╭─ Textauszug
Vorsprung durch Wissen
schließen x
Suchbegriff
Rubrik
 Suchen
Das Informationszentrum für die Landwirtschaft
10.05.2014 | 20:19 | Jäger 

Jagdgesetz in Baden-Württemberg auf der Kippe?

Stuttgart/Baden-Baden - Die Opposition nimmt das neue Jagdgesetz schon seit einiger Zeit unter Beschuss. Jetzt werden auch kritische Stimmen in Reihen der Regierungskoalition lauter. Platzt der Plan von Minister Bonde?

Jagdrecht
(c) proplanta
Im Kampf gegen das neue Jagdgesetz der grün-roten Landesregierung bekommen Opposition und Jägerschaft Schützenhilfe aus Reihen der Koalition. «Ich habe erhebliche Zweifel an der jetzigen Form, die eine Menge Schwachstellen aufweist», sagte der SPD-Landtagsabgeordnete Nikolaos Sakellariou den «Stuttgarter Nachrichten» (Samstag). Einem solchen Gesetz könne er nicht zustimmen. Hingegen beschwor der zuständige Minister Alexander Bonde (Grüne) am Samstag die Einigkeit bei Grün-Rot.

Dem Bericht zufolge könnten zwei Gegenstimmen innerhalb der Koalition das Vorhaben kippen. Laut Zeitung gibt es in der SPD mindestens sechs Kritiker. Beim kleinen Parteitag der Südwest-Grünen in Baden-Baden sagte Bonde der Nachrichtenagentur dpa: «Die Reform des Landesjagdgesetzes steht im Koalitionsvertrag, sie wurde übrigens auch von der SPD-Seite in die Koalitionsverhandlungen eingebracht.»

Mit SPD-Fraktionschef Claus Schmiedel sei er sich einig, «dass wir jetzt nochmal Gespräche führen mit der Jägerschaft, aber wir das Jagdgesetz ändern müssen». Auch bei den Punkten, Tier- und Naturschutzgesetzgebung stärker in das Jagdgesetz einzubauen sowie dass die geltende bundes- und europarechtliche Lage abgebildet werden müsse, seien sich die Koalitionspartner «völlig einig».
╰─
╭─ Bereitgestelltes Material
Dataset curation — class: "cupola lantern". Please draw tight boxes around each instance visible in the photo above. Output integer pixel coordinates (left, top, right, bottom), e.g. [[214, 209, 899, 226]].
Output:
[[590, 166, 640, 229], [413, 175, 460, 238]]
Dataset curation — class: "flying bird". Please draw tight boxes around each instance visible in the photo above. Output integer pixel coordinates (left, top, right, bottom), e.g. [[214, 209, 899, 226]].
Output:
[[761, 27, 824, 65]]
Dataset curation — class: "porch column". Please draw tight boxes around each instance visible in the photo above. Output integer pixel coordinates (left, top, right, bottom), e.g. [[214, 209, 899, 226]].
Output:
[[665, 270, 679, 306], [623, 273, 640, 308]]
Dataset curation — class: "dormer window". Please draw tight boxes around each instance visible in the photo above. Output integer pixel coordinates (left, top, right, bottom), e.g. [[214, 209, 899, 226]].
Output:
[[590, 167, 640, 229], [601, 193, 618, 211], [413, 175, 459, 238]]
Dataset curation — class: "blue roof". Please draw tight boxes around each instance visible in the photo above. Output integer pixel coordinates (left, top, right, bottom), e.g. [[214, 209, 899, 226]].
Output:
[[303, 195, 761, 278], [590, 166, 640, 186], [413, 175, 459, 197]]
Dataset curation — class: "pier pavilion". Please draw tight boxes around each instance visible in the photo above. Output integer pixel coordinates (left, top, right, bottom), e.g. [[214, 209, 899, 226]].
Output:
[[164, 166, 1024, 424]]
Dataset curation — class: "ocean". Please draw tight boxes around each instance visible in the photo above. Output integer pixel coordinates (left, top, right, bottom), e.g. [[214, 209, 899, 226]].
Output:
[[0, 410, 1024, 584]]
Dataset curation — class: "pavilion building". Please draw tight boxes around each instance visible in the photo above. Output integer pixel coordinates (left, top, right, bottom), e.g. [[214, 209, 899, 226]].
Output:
╰─
▶ [Aufgaben]:
a - Welche Personen nennt der Artikel zum Jagdgesetz mit Vor- und Nachnamen? Zähle sie alle auf.
b - Beantworte zum Artikel zum Jagdgesetz jede Frage in einer eigenen Zeile:
(i) Welcher Zeitung gegenüber äußerte Sakellariou seine Zweifel?
(ii) Wie viele Kritiker gibt es laut Zeitung in der SPD mindestens?
(iii) In welcher Stadt fand der kleine Parteitag der Südwest-Grünen statt?
c - Führe den Artikel zum Jagdgesetz im Anschluss an seinen letzten Satz weiter.
Die Zeilen braucht man hier nicht.

▶ [Antworten je Aufgabe]:
a - Nikolaos Sakellariou, Alexander Bonde, Claus Schmiedel

b -
(i) Den «Stuttgarter Nachrichten»
(ii) Sechs
(iii) In Baden-Baden

c -
CDU-Landeschef Thomas Strobl begrüßte die Kritik aus den Reihen der SPD. «Gut, wenn sich nun auch in den grün-roten Reihen eine Stimme der Vernunft erhebt», sagte er. «Ich erwarte, dass sich Grün-Rot um einen ernsthaften Dialog bemüht und nicht wieder - wie in anderen Fällen - die eigenen ideologischen Vorstellungen gegen alle Widerstände zwangsverordnen will.» Die Landesregierung dürfte das neue Jagdrecht nicht gegen die Betroffenen durchboxen.

SPD-Fraktionschef Schmiedel betonte in der Zeitung: «Wir wollen an der generellen Richtung des Gesetzes festhalten.» Bonde sprach von einem tragfähigen Kompromiss. Im Gespräch mit dem «Reutlinger General-Anzeiger» (Samstag) bekräftigte er, dass das bisherige Gesetz gerändert werden müsse. «Es reflektiert nicht, dass das Grundgesetz den Tierschutz als Staatsziel definiert. Es reflektiert auch nicht, dass die Landesverfassung uns aufträgt, Tiere als Mitgeschöpfe zu schützen.»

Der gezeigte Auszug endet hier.